**PROBLEM:** Convert these lines into a numbered list, leaving out any blank lines. Cover every line in the listing.

(Bounding-box records)
^^^^^^^^

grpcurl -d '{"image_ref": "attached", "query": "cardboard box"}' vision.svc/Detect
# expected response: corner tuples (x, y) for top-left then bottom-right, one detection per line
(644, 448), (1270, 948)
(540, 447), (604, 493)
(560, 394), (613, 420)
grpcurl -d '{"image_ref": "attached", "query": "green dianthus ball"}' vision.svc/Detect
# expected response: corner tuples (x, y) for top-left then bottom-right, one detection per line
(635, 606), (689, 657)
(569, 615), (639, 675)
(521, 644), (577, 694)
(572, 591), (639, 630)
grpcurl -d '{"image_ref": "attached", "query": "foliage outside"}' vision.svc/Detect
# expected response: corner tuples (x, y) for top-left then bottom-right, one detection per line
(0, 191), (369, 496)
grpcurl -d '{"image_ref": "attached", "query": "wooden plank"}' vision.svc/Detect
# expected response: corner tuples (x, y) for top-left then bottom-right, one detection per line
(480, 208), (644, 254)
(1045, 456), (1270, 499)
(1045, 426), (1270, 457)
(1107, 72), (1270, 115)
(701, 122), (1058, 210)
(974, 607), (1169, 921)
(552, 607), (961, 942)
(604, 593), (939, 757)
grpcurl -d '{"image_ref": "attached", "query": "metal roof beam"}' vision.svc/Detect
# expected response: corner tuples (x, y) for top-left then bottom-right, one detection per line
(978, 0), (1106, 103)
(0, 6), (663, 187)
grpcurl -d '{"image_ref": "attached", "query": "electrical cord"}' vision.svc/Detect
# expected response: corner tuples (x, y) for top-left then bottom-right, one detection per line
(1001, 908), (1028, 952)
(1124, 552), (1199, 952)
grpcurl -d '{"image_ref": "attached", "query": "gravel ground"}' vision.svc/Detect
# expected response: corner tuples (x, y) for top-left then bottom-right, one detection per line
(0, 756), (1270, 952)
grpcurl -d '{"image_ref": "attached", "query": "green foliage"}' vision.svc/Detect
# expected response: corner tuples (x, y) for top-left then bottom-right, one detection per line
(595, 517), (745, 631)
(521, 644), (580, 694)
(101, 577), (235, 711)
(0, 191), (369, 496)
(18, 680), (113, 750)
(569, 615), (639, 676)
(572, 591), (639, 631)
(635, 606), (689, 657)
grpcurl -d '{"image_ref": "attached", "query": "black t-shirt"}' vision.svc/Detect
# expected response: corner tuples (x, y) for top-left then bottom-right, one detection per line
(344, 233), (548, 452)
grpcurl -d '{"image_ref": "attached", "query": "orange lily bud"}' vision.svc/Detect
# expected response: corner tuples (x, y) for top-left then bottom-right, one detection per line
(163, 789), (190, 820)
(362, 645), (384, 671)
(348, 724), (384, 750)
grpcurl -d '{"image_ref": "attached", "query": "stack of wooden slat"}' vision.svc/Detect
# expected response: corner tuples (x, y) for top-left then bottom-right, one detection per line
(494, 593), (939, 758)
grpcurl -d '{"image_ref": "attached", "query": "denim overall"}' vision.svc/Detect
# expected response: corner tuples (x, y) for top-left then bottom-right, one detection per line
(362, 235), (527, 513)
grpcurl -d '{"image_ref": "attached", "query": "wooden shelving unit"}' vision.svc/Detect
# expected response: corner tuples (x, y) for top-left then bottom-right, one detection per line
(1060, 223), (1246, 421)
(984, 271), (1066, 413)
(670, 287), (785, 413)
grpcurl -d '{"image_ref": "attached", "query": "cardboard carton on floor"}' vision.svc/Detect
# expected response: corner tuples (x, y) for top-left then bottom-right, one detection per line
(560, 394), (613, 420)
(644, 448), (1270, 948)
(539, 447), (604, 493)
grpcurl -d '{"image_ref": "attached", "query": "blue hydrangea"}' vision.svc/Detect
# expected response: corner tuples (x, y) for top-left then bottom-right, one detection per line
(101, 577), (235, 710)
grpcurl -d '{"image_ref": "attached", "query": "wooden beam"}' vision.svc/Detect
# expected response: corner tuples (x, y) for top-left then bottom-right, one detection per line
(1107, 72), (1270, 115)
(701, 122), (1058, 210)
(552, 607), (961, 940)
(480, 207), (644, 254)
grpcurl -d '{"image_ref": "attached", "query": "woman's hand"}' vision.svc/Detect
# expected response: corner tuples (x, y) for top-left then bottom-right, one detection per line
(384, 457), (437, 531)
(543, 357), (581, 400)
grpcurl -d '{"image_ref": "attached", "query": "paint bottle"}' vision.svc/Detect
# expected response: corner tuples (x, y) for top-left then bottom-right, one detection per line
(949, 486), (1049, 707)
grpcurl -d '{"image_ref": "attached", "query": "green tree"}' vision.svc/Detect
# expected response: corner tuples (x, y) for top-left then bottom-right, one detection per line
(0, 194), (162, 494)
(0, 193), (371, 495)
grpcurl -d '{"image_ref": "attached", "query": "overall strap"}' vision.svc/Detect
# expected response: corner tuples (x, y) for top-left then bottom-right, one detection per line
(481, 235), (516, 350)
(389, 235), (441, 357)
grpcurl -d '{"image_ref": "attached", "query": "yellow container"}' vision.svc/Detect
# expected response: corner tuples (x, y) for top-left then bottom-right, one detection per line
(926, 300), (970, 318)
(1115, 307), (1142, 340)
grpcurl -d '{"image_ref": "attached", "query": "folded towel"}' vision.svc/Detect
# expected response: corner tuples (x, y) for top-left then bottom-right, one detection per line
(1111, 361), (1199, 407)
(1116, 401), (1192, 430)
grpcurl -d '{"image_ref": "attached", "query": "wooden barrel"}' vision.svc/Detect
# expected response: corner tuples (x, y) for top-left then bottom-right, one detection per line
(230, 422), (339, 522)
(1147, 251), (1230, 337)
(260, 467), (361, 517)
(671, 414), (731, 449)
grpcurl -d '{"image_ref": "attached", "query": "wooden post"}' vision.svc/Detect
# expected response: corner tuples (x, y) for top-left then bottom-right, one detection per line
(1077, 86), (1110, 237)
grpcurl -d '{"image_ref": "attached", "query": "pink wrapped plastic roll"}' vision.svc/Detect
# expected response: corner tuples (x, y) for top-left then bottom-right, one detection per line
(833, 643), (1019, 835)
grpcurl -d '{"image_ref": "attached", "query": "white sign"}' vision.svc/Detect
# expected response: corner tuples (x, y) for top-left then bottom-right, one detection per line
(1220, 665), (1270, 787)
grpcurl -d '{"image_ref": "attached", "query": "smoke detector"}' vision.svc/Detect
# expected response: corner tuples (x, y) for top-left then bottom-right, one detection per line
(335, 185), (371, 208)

^^^^^^^^

**SOLUTION TO THE PROBLEM:**
1. grpcurl -d '{"image_ref": "attached", "query": "cardboard box"}' vision.svc/Detect
2. # expected response: corner tuples (x, y) for top-left then bottom-right, one detection per line
3. (644, 448), (1270, 948)
4. (540, 447), (604, 493)
5. (560, 394), (613, 420)
6. grpcurl -d '{"image_ref": "attached", "query": "green dianthus ball"}' vision.svc/Detect
7. # expected response: corner tuples (x, y) for top-left then bottom-right, one detection per line
8. (635, 606), (689, 657)
9. (569, 615), (639, 675)
10. (521, 644), (577, 694)
11. (572, 591), (639, 630)
12. grpcurl -d '{"image_ref": "attached", "query": "foliage outside"}' vision.svc/Detect
13. # expected response: corner tuples (x, y) for top-left then bottom-right, one detection per line
14. (0, 191), (369, 496)
15. grpcurl -d '{"image_ref": "attached", "query": "wooden plank"}' vision.svc/Detect
16. # expected response: corner tuples (x, y) for top-left then bottom-right, one detection per line
17. (480, 208), (644, 254)
18. (1045, 456), (1270, 499)
19. (1045, 426), (1270, 457)
20. (1107, 72), (1270, 115)
21. (701, 122), (1058, 210)
22. (974, 607), (1169, 921)
23. (552, 607), (961, 942)
24. (604, 593), (939, 757)
25. grpcurl -d '{"image_ref": "attached", "query": "metal roof beam"}' vision.svc/Detect
26. # expected response: corner tuples (x, y) for top-left then bottom-right, one detection per line
27. (978, 0), (1106, 103)
28. (0, 6), (663, 187)
29. grpcurl -d '{"image_ref": "attached", "query": "electrical cord"}' vision.svc/Detect
30. # expected response: corner tuples (x, y) for top-left then bottom-right, one detection per line
31. (1001, 908), (1028, 952)
32. (1124, 552), (1199, 952)
33. grpcurl -d '{"image_ref": "attached", "query": "gravel ground"}' vision.svc/Detect
34. # expected response: corner tuples (x, y) for top-left then bottom-right, one detection per line
35. (0, 756), (1270, 952)
36. grpcurl -d '{"image_ref": "attached", "query": "green foliage"}' vision.svc/Detect
37. # expected response: corner tuples (x, y) for top-left then bottom-right, one detection per line
38. (595, 517), (745, 631)
39. (521, 644), (580, 694)
40. (101, 577), (235, 711)
41. (0, 191), (369, 496)
42. (18, 680), (113, 750)
43. (569, 615), (639, 676)
44. (572, 591), (639, 631)
45. (635, 606), (689, 657)
46. grpcurl -d '{"image_ref": "attached", "query": "black t-shirt"}' vision.svc/Detect
47. # expected response: corner tuples (x, y) for top-left then bottom-right, one detection per line
48. (344, 233), (548, 452)
49. grpcurl -d '{"image_ref": "attached", "query": "orange lily bud"}' vision.svc/Detect
50. # expected response: corner tuples (x, y) for top-left then bottom-right, one detection per line
51. (163, 789), (190, 820)
52. (362, 645), (384, 671)
53. (348, 724), (384, 750)
54. grpcurl -d '{"image_ref": "attached", "query": "stack of wooden slat"}' vision.svc/Detect
55. # expected response: corner tuples (x, y) for top-left then bottom-right, one detection per line
56. (494, 593), (939, 758)
57. grpcurl -d '{"image_ref": "attached", "query": "denim overall"}' vision.svc/Detect
58. # expected response: corner tuples (x, y) for top-left then bottom-right, one detection per line
59. (362, 235), (527, 513)
60. grpcurl -d '{"image_ref": "attached", "query": "wooden shelving unit"}' vision.svc/Detect
61. # expected response: corner tuples (x, y) for top-left then bottom-right, one detection per line
62. (1060, 223), (1246, 421)
63. (984, 271), (1066, 413)
64. (670, 287), (785, 413)
65. grpcurl -d '{"image_ref": "attached", "query": "cardboard carton on floor"}' vision.svc/Detect
66. # expected response: corner tuples (x, y) for top-left then bottom-right, one detection per line
67. (560, 394), (613, 420)
68. (644, 448), (1270, 948)
69. (539, 447), (604, 493)
70. grpcurl -d '{"image_ref": "attached", "query": "blue hydrangea"}' vision.svc/Detect
71. # expected response: corner tuples (x, y) for top-left then bottom-right, one detection per line
72. (101, 577), (235, 710)
73. grpcurl -d '{"image_ref": "attached", "query": "wooden beam"}' vision.svc/Detect
74. # expected response: corner tuples (x, y) for top-left then bottom-right, one detection per line
75. (1107, 72), (1270, 115)
76. (701, 122), (1058, 210)
77. (552, 607), (961, 940)
78. (480, 207), (644, 254)
79. grpcurl -d '{"image_ref": "attached", "query": "woman's hand"}' vision.svc/Detect
80. # expected response: corner tuples (x, y) for top-left then bottom-right, one detection per line
81. (384, 457), (437, 531)
82. (543, 357), (581, 400)
83. grpcurl -d '{"image_ref": "attached", "query": "paint bottle"}' vision.svc/Detect
84. # expected response: corner tuples (x, y) for top-left then bottom-right, one detection per line
85. (949, 486), (1049, 707)
86. grpcurl -d '{"image_ref": "attached", "query": "green tree"}' vision.svc/Detect
87. # expected response: corner tuples (x, y) for top-left then bottom-right, one detection per line
88. (0, 194), (162, 494)
89. (0, 193), (371, 495)
90. grpcurl -d '{"image_ref": "attached", "query": "overall strap"}' vision.svc/Detect
91. # expected response: corner tuples (x, y) for top-left then bottom-right, one detection per line
92. (481, 235), (516, 350)
93. (389, 235), (441, 357)
94. grpcurl -d '{"image_ref": "attached", "query": "yellow container"}' vision.svc/Detect
95. # expected response: corner tuples (x, y) for top-left then bottom-right, one detection per line
96. (926, 300), (970, 318)
97. (1115, 307), (1142, 340)
98. grpcurl -d '{"image_ref": "attached", "query": "folded towel"}' vision.svc/Detect
99. # expected response: corner tuples (x, y) for top-left then bottom-right, one detection per line
100. (1111, 361), (1199, 407)
101. (1116, 401), (1192, 430)
102. grpcurl -d '{"image_ref": "attached", "query": "wooden barrel"}' vision.svc/Detect
103. # expected response: corner tuples (x, y) for top-left then bottom-right, one detection per line
104. (230, 422), (339, 522)
105. (1147, 251), (1230, 337)
106. (260, 467), (361, 517)
107. (671, 414), (731, 449)
108. grpcurl -d '{"image_ref": "attached", "query": "wooden post"}' vision.svc/Detect
109. # expected response: corner tuples (x, y) for top-left then bottom-right, one detection per line
110. (1077, 86), (1110, 237)
111. grpcurl -d '{"image_ref": "attached", "query": "pink wrapped plastic roll"}' vision.svc/Detect
112. # expected response: corner tuples (x, y) for top-left then bottom-right, one detection per line
113. (833, 643), (1019, 835)
114. grpcurl -d '{"image_ref": "attached", "query": "white sign"}' vision.svc/Detect
115. # expected response: corner tuples (x, y) for top-left then bottom-right, one detection per line
116. (1220, 665), (1270, 787)
117. grpcurl -d '{"image_ref": "attached", "query": "smoke detector"}' vision.svc/Detect
118. # expected response: corner tuples (x, y) for top-left then bottom-right, one detection per line
119. (335, 185), (371, 208)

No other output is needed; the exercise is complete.